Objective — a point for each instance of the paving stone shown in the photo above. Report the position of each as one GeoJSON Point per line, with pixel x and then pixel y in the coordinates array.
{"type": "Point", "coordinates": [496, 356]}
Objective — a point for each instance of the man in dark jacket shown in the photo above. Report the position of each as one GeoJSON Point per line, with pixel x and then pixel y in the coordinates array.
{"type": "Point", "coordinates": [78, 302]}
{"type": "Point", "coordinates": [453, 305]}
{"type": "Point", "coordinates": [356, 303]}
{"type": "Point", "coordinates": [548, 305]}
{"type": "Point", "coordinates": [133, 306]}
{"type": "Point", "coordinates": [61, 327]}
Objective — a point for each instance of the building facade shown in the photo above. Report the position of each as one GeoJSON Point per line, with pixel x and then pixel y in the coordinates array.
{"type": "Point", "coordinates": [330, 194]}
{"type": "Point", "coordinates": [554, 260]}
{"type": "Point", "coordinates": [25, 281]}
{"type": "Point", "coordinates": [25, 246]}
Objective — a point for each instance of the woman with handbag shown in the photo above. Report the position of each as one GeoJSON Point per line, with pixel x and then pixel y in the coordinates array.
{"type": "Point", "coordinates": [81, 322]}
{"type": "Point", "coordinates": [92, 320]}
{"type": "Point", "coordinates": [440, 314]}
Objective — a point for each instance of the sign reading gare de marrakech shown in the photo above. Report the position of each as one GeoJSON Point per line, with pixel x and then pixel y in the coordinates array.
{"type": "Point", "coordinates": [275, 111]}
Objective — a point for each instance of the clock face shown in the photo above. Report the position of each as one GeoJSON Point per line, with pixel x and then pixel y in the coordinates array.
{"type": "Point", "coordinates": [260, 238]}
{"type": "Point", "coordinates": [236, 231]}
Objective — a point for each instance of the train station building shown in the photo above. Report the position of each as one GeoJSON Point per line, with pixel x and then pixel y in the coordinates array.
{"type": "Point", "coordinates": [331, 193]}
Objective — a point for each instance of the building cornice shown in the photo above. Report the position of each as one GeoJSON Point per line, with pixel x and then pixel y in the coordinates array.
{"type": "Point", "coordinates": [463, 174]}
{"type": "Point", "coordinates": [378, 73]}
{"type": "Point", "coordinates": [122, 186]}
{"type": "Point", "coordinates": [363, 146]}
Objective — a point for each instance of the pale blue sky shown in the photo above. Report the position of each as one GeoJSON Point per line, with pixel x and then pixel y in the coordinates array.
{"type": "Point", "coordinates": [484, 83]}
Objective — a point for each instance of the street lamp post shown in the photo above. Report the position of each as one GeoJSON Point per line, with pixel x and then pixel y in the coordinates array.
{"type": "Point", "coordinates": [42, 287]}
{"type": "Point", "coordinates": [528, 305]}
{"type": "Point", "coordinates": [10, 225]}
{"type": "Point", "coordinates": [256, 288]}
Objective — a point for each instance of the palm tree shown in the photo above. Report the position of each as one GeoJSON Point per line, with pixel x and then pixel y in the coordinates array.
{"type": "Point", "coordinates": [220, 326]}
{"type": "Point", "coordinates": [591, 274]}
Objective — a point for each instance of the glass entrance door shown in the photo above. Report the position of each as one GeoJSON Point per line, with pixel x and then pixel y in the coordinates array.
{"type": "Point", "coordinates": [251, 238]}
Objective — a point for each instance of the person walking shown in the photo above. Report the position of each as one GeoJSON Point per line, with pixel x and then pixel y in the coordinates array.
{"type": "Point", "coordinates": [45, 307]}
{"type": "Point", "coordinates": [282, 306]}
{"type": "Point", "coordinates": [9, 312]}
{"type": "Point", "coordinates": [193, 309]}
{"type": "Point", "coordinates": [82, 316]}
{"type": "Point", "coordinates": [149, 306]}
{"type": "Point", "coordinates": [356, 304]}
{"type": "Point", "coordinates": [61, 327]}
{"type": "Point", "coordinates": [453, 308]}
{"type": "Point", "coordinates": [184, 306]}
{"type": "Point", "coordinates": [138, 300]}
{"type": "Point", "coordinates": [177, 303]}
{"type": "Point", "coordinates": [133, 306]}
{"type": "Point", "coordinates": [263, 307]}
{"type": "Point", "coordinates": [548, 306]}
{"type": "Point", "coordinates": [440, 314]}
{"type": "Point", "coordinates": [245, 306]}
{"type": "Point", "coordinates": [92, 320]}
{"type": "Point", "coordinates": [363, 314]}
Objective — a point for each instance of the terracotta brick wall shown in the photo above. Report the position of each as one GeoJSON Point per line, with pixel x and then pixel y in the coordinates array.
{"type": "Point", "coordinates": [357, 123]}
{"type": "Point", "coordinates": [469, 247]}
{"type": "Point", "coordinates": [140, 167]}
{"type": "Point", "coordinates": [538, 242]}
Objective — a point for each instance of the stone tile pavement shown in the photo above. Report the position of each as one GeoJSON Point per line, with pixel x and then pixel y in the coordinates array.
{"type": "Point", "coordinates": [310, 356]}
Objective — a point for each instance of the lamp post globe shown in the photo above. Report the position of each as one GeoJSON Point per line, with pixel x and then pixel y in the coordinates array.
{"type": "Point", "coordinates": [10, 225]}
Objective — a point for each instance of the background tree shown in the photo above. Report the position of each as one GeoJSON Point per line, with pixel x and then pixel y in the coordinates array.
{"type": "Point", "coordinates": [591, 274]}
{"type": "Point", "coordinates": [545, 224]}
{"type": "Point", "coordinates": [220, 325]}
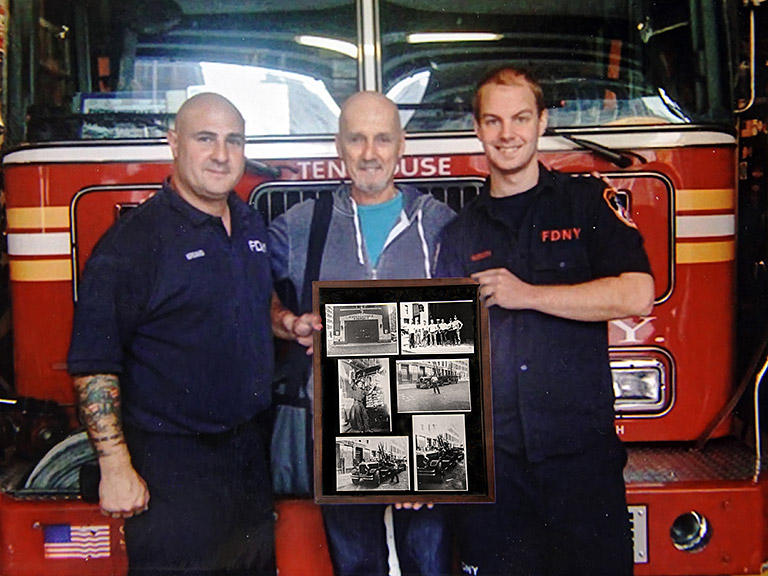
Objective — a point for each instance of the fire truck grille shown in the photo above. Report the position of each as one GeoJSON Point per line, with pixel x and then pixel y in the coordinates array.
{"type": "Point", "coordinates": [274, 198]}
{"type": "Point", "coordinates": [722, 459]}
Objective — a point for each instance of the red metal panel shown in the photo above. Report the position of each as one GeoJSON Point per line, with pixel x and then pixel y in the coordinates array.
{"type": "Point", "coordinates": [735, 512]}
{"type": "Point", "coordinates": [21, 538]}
= = = = =
**EXERCISE OBJECTIVE**
Without copying the pictures, transcribe the entries exactly.

**EXPECTED ANSWER**
Objective — a point for each instance of the paving stone shown in the photo above. Report the position of each as one GeoJSON Point per line, with pixel x and then pixel y in the coordinates array.
{"type": "Point", "coordinates": [496, 356]}
Objective — a point for each instance of the man in dark jacket shown in the photo above. Report the position of each as one GeoJSON Point per line, with pixel x and then pixel y in the coordinates array.
{"type": "Point", "coordinates": [78, 302]}
{"type": "Point", "coordinates": [453, 305]}
{"type": "Point", "coordinates": [356, 303]}
{"type": "Point", "coordinates": [548, 305]}
{"type": "Point", "coordinates": [133, 306]}
{"type": "Point", "coordinates": [61, 327]}
Objective — a point for each instance of the building facade shown in the photo above. Report the position of each as one GeoJSON Point per line, with pixel x and then pixel y in the coordinates array.
{"type": "Point", "coordinates": [330, 194]}
{"type": "Point", "coordinates": [554, 260]}
{"type": "Point", "coordinates": [25, 281]}
{"type": "Point", "coordinates": [25, 246]}
Objective — a point for each instance of the woman with handbag shown in the photo above. Report the position of each as one GeoJSON Point per line, with pixel x and then pixel y in the coordinates array.
{"type": "Point", "coordinates": [81, 322]}
{"type": "Point", "coordinates": [92, 320]}
{"type": "Point", "coordinates": [440, 314]}
Objective — a point for each instance of the sign reading gare de marrakech shown in the photo above. Report the position of each as one GeoJSON Point per line, with pixel x and then pixel y in the coordinates array.
{"type": "Point", "coordinates": [275, 111]}
Objective — a point for each instance of the clock face shown in the photo above. Report the position of each as one GeoJSON Point per line, with pixel x and then pixel y in the coordinates array.
{"type": "Point", "coordinates": [260, 238]}
{"type": "Point", "coordinates": [236, 231]}
Objective — a point for each instance of the train station building shown in the photo above. Report the position of each as one GeoJSON Point per line, with pixel x and then pixel y in the coordinates array.
{"type": "Point", "coordinates": [331, 193]}
Objective — a point for each instance of the building cornice shown in the photo above. Report the position of each as one GeoJSON Point per line, with pixel x and then pixel y in the coordinates array.
{"type": "Point", "coordinates": [463, 174]}
{"type": "Point", "coordinates": [378, 73]}
{"type": "Point", "coordinates": [122, 186]}
{"type": "Point", "coordinates": [363, 146]}
Objective — a point for each instance of the pale blue sky shown in the photo above. Report the position of each as one GeoJSON Point per line, with pixel x and then pixel y in the coordinates array.
{"type": "Point", "coordinates": [484, 83]}
Objective — a point for each instance of the street lamp post shown in the photo above. Report the position of each as one GeoJSON Point per line, with pixel x and then pixel y in the coordinates array.
{"type": "Point", "coordinates": [42, 287]}
{"type": "Point", "coordinates": [528, 305]}
{"type": "Point", "coordinates": [10, 225]}
{"type": "Point", "coordinates": [256, 288]}
Objective — a point for each instance of the palm tree shown in the photo above. Report the position of each as one GeoJSON Point per line, with pixel x and then pixel y in the coordinates array.
{"type": "Point", "coordinates": [220, 326]}
{"type": "Point", "coordinates": [591, 274]}
Objective — a point for each instance of the glass entrance door shown in the photo above. Report the position of each as one GeoJSON Point per line, with pixel x and then pixel y in the coordinates array.
{"type": "Point", "coordinates": [251, 238]}
Objective — a point for each instance of the person walking shown in the photo above. Report the position of each as one GeoJSON Point per line, with pixel x and then pixel y in the coordinates array.
{"type": "Point", "coordinates": [45, 307]}
{"type": "Point", "coordinates": [282, 306]}
{"type": "Point", "coordinates": [9, 312]}
{"type": "Point", "coordinates": [193, 309]}
{"type": "Point", "coordinates": [82, 316]}
{"type": "Point", "coordinates": [149, 306]}
{"type": "Point", "coordinates": [356, 304]}
{"type": "Point", "coordinates": [61, 327]}
{"type": "Point", "coordinates": [453, 308]}
{"type": "Point", "coordinates": [184, 306]}
{"type": "Point", "coordinates": [138, 300]}
{"type": "Point", "coordinates": [177, 303]}
{"type": "Point", "coordinates": [133, 306]}
{"type": "Point", "coordinates": [263, 307]}
{"type": "Point", "coordinates": [548, 306]}
{"type": "Point", "coordinates": [440, 314]}
{"type": "Point", "coordinates": [245, 306]}
{"type": "Point", "coordinates": [92, 320]}
{"type": "Point", "coordinates": [363, 314]}
Objective — a point for each instance of the terracotta brick wall shown in the photo above. Report the position of each as one GeoJSON Point per line, with pixel x and then pixel y in the coordinates array.
{"type": "Point", "coordinates": [357, 123]}
{"type": "Point", "coordinates": [469, 247]}
{"type": "Point", "coordinates": [140, 167]}
{"type": "Point", "coordinates": [538, 242]}
Objective — a point for each instance of the stone tile pavement shown in the photo above. Report the position of each as one GeoJSON Point per line, with pixel x and then pixel y in the coordinates array.
{"type": "Point", "coordinates": [310, 356]}
Objective — a point for each instance of the lamp post globe shown in the photo above. Report the position of each as one GeoJSON Point per line, with pixel x and then pixel y in the coordinates array.
{"type": "Point", "coordinates": [10, 225]}
Objective — a point for each instance of the background tree shown in the photo above. Report the position of each as one GeoJSON Point per line, with pixel x and then pixel y in the coordinates array.
{"type": "Point", "coordinates": [591, 274]}
{"type": "Point", "coordinates": [545, 224]}
{"type": "Point", "coordinates": [220, 325]}
Objective — a point for each instance of the fire truck grille shown in the photo above. Report the position of each as one GeoJSON Point per line, with pixel x and then pixel y in the coordinates array.
{"type": "Point", "coordinates": [274, 198]}
{"type": "Point", "coordinates": [722, 459]}
Objective — a point for each instance of the red metal panel shown in the photo above. Report the position of each as one GeoJSON Point per line, with pixel x and then pixel y in the coordinates array.
{"type": "Point", "coordinates": [735, 512]}
{"type": "Point", "coordinates": [21, 538]}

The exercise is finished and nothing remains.